### Work to complete
An identical copy of every entry below is the required output.

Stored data
___
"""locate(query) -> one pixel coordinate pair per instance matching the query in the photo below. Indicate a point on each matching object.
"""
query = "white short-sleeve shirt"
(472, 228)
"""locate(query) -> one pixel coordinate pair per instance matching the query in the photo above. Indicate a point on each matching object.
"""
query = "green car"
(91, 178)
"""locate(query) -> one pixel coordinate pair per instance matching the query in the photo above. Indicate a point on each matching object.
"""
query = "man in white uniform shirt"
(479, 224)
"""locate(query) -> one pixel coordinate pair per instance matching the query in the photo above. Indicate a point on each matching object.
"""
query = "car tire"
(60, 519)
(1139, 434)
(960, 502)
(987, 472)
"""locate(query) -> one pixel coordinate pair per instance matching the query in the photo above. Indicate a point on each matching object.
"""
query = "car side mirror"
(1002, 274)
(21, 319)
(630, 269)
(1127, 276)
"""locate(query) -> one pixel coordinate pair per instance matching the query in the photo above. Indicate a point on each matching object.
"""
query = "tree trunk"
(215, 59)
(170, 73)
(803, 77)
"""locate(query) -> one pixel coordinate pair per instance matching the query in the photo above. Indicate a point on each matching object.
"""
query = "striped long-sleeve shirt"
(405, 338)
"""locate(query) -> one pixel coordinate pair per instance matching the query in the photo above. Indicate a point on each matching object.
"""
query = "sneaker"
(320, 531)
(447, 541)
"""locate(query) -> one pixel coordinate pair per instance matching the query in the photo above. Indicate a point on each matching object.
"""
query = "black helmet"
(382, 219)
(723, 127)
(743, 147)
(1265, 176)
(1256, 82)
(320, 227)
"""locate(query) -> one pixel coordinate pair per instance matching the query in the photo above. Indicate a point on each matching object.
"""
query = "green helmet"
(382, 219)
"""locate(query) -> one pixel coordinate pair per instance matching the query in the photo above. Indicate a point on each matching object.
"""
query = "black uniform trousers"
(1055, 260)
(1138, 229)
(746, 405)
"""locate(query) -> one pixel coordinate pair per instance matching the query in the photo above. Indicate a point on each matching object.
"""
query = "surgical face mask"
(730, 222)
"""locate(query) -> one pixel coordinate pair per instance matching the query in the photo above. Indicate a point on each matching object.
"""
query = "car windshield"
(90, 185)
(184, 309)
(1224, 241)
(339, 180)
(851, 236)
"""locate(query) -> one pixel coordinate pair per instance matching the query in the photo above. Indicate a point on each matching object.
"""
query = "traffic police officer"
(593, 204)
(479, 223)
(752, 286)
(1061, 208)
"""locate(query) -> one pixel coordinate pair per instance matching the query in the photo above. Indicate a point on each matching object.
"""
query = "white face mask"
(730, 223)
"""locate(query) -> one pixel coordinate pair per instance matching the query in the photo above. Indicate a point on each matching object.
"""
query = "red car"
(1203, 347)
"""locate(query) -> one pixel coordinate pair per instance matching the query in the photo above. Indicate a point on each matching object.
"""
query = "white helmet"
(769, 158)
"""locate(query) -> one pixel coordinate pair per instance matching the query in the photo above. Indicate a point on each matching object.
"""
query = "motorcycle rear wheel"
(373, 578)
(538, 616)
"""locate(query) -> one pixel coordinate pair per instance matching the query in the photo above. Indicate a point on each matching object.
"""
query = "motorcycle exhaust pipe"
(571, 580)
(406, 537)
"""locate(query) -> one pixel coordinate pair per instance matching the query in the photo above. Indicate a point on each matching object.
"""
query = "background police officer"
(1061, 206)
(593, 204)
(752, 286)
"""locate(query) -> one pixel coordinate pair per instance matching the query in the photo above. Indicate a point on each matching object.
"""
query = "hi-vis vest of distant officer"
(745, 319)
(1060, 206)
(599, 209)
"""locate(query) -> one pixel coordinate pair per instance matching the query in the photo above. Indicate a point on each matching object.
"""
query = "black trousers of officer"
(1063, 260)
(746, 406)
___
### Your response
"""locate(query) -> one pixel coordinate pair per instance matching the query in the photo below. Indicate a point on each matching object.
"""
query = "white short-sleeve shirt"
(472, 228)
"""locate(query) -> one pixel coordinate pair per instance matching the query in the photo above. Indicate a point on each matching object.
"""
query = "green car"
(91, 178)
"""locate(query) -> one pixel coordinate pair per instance matching the query in the photo above. Indicate a point on each matching object.
"""
query = "man in white uniform shirt"
(479, 224)
"""locate(query) -> one pixel coordinate pair per instance matching the query in the photo above. Indicate a point on each matching object.
"""
query = "car tire"
(60, 519)
(1139, 434)
(960, 502)
(987, 472)
"""locate(query) -> one pixel coordinate pair per instance matching the query in the photo above. Indicate a point on each matching object.
"""
query = "car side mirror"
(1002, 274)
(21, 319)
(630, 269)
(1127, 276)
"""locate(query) -> one pixel coordinate pair per instance matching the query in the photo above. Indicate a point on each matching object.
"""
query = "tree trunk"
(215, 59)
(170, 73)
(803, 77)
"""locate(query) -> one pixel coordinate pair per instance matching the query in the photo above. Indicate a point on each matching object.
"""
query = "striped long-sleeve shirt"
(405, 338)
"""locate(query) -> one pixel coordinate pair per instance matching the query in the photo above. Indicate a point on each matching object.
"""
query = "sneaker"
(320, 531)
(447, 541)
"""locate(query) -> one pixel coordinate pair per instance matching the query in the photo above. Indicate a point on each matching object.
"""
query = "black helmet"
(382, 219)
(723, 127)
(743, 147)
(1265, 176)
(1256, 82)
(320, 227)
"""locate(query) -> one pixel coordinate pair per instance matching the query in the photo above. Indicate a point on each matching object.
"""
query = "green helmet"
(382, 219)
"""locate(query) -> one pixel coordinate pair per instance matching the query in the photo above. Indicate a point on each matching object.
"""
query = "black uniform trousers"
(1055, 260)
(1138, 229)
(746, 405)
"""locate(query) -> one pixel coordinate pair per instance matching the query in the photo above. Indicate a point on each matching object.
"""
query = "surgical face mask"
(730, 222)
"""locate(query) -> one pixel coordinate pair per instance matching the query in the photo above. Indicate a point on each matching object.
"""
query = "car windshield"
(90, 185)
(184, 309)
(1224, 241)
(339, 180)
(851, 236)
"""locate(query) -> one pixel coordinate pair per instance matching the query in the photo above. Indicate a point on each matching object.
"""
query = "traffic police officer"
(593, 204)
(479, 223)
(752, 286)
(1061, 208)
"""locate(query) -> one pixel coordinate pair per instance matching the query in the photo above. Indicate a point on each matching object.
"""
query = "white face mask"
(730, 223)
"""locate(query) -> one pixel coordinate pair per instance matching the query in the photo above. Indicate a point on each matching object.
"""
query = "red car"
(1203, 347)
"""locate(query) -> one pixel coordinate pair per instance matching the query in the photo above. Indicate a point on each matching object.
"""
query = "white helmet"
(769, 158)
"""locate(query) -> one pixel coordinate pair per instance matching the query in the photo above. Indicate a point on each matching object.
"""
query = "motorcycle rear wheel"
(373, 578)
(538, 616)
"""locate(query) -> one pixel coordinate pair per instance matching the query in the photo above. Indicate a point on each matching object.
"""
query = "motorcycle exhaust pipe"
(571, 580)
(406, 537)
"""locate(query) -> one pixel coordinate pair per instance matching the query in the photo above. Indicate a point on each matching object.
"""
query = "background police officer"
(1061, 206)
(593, 204)
(752, 286)
"""locate(query) -> one pixel coordinate pair per instance matching the query in the photo above. Indicate a point on each matching object.
"""
query = "hi-vis vest of distant officer"
(745, 319)
(1060, 206)
(599, 209)
"""locate(query) -> one pixel coordinate pair per instance matching the query in the photo above. Indicate a point on each matching object.
"""
query = "black trousers of officer"
(1063, 260)
(746, 406)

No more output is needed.